== YOUR OBJECTIVE ==
Each entry should be printed exactly, with its images omitted.

══ SOURCE DATA

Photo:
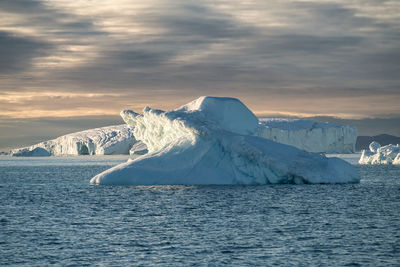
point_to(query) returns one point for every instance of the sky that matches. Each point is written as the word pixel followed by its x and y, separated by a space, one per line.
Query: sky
pixel 73 65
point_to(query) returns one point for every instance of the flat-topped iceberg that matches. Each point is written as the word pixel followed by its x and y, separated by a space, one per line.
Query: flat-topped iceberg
pixel 211 141
pixel 377 154
pixel 110 140
pixel 309 135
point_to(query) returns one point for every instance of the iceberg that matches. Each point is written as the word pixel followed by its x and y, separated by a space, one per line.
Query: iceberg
pixel 309 135
pixel 211 141
pixel 377 154
pixel 110 140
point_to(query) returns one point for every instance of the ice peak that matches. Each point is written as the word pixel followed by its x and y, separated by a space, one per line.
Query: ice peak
pixel 229 113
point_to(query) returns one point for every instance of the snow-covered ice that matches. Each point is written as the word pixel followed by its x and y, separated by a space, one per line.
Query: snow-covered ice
pixel 311 136
pixel 110 140
pixel 377 154
pixel 211 141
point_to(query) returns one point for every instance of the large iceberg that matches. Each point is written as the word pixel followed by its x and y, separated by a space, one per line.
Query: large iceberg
pixel 311 136
pixel 377 154
pixel 110 140
pixel 211 141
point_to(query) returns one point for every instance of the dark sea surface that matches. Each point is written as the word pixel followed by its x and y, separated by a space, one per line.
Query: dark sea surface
pixel 50 215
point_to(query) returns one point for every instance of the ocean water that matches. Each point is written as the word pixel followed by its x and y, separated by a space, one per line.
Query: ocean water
pixel 50 215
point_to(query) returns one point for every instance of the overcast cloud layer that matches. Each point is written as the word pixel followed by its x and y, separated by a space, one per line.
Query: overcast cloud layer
pixel 62 58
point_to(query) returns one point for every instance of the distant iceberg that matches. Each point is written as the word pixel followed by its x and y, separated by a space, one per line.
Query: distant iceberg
pixel 110 140
pixel 211 141
pixel 377 154
pixel 309 135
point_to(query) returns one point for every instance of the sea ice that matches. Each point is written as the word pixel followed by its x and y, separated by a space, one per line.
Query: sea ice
pixel 211 141
pixel 110 140
pixel 311 136
pixel 377 154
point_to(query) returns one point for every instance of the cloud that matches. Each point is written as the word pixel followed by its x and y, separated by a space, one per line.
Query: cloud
pixel 297 53
pixel 17 53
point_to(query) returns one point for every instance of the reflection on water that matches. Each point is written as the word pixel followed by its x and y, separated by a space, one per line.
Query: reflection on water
pixel 51 215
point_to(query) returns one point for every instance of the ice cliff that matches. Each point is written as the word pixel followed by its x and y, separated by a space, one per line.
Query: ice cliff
pixel 211 141
pixel 377 154
pixel 311 136
pixel 109 140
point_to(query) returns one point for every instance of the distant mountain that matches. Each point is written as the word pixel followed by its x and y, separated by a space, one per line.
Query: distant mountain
pixel 383 139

════

== ANSWER SECTION ==
Photo:
point_to(query) returns one point for every instance of the sky that matches. Each point is written as the word pixel followed by its x and y, separated by a space, one per line.
Query: sky
pixel 73 65
point_to(query) returns one point for every instance of the flat-topped iceberg that matches. Each point is written as the word pixel followed by its x and y, separated by a space, one per line.
Query: flat-topped iceberg
pixel 211 141
pixel 377 154
pixel 110 140
pixel 309 135
point_to(query) returns one point for every instance of the iceberg that matches. Each point is written as the word pixel followed by its x and y, separated by a space, one per line.
Query: iceberg
pixel 309 135
pixel 211 141
pixel 377 154
pixel 110 140
point_to(query) returns one point for every instance of the ice peak that matches. Each point is written as the word pixel followed by its x and y, separated by a space, one per line.
Query: ice peak
pixel 229 113
point_to(query) returns one point for every instance of the snow-covered ice that matches. Each point is written as the word pixel followed by its x and y, separated by a space, one per line.
Query: snow-covered ice
pixel 311 136
pixel 110 140
pixel 377 154
pixel 211 141
point_to(query) returns one point for every instance of the large iceberg that matches. Each point is written as the word pixel followed by its x and y, separated by a space, one per line.
Query: large iceberg
pixel 311 136
pixel 377 154
pixel 110 140
pixel 211 141
point_to(query) returns one point for every instance of the dark sea surface that matches. Each point is written as the word pixel followed by its x and y, separated by a space, one per line.
Query: dark sea surface
pixel 50 215
point_to(query) returns one point for every instance of the ocean water that matches. Each point is written as the word pixel followed by its x and y, separated by a space, one per line.
Query: ocean water
pixel 50 215
point_to(query) returns one point for every instance of the overcast cloud layer that matches. Each point is written as the word pixel followed by its x and y, separated by a space, one per line.
Query: overcast cloud layer
pixel 62 58
point_to(query) returns one point for every instance of the distant iceberg that matches. Each point is written as the word pixel followed by its x and y, separated by a space, one per line.
Query: distant iceberg
pixel 110 140
pixel 211 141
pixel 377 154
pixel 309 135
point_to(query) returns one point for every instance of the sea ice that matches. Each point is written as the word pixel followed by its x and y, separated by a space, one per line.
Query: sea ice
pixel 211 141
pixel 110 140
pixel 311 136
pixel 377 154
point_to(query) returns one point for every instance of the cloud that matches. Each point is written as the word pixel followed by its x and y, separated by a space, one per line.
Query: cloud
pixel 297 53
pixel 17 53
point_to(query) returns one point for every instance of the reflection on water that matches. Each point is written as the word pixel followed by its x and y, separated by a space, one per line.
Query: reflection on water
pixel 51 215
point_to(query) returns one point for every instance of the ice cliff that matches. Each point is written as the word pixel followed by its x and y, separated by a space, one per line.
Query: ice cliff
pixel 211 141
pixel 377 154
pixel 311 136
pixel 109 140
point_to(query) returns one point for every instance of the distant mountain that matches. Each point is written as the word pixel followed by its x and y, separated by a space, one per line.
Query: distant mountain
pixel 383 139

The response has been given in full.